--- Start DATASET RECORDS ---
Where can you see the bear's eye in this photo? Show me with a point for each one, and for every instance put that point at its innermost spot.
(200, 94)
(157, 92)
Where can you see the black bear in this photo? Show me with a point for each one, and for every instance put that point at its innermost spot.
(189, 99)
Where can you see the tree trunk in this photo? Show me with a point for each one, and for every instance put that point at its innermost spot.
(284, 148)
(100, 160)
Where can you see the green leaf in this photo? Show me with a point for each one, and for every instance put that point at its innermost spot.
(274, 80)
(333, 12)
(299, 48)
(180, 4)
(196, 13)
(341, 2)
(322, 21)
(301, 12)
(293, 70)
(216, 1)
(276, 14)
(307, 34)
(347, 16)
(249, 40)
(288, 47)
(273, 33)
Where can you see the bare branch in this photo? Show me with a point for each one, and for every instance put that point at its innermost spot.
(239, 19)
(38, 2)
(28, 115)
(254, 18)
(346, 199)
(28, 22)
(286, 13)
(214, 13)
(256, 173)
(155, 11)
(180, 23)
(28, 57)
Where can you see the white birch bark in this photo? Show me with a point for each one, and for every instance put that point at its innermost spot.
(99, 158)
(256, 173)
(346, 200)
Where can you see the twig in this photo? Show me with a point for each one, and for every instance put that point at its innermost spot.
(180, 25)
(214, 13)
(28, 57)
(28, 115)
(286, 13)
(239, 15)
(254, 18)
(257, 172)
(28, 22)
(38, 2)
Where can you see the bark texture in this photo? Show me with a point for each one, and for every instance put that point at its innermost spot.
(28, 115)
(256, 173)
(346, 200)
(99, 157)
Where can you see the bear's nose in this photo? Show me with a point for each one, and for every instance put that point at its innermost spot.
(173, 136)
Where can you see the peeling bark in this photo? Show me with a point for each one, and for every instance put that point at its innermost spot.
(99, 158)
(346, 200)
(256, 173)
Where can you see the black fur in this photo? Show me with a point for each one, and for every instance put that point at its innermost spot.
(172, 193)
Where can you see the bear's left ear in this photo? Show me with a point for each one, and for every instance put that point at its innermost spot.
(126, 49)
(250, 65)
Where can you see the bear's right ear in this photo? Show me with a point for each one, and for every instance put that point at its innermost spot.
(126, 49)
--- End DATASET RECORDS ---
- _GIVEN EXERCISE_
Copy out the lines from the one with "Where can you see the bear's right" through the end of the entries, requests included, and shift every point coordinate in them up by 55.

- _EXPECTED ANSWER_
Where can you see the bear's right ear in this photo? Show me with a point for each one, and for every instance put that point at its innermost spot.
(181, 104)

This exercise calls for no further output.